Stated problem
Your output is the line containing "the laptop keyboard." plus all lines after it to the end of the records, reproduced exactly, with nothing else.

Record excerpts
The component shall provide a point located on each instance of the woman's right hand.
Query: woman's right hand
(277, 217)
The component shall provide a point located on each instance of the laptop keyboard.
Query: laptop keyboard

Exercise output
The component shall provide a point located on each instance of the laptop keyboard.
Query: laptop keyboard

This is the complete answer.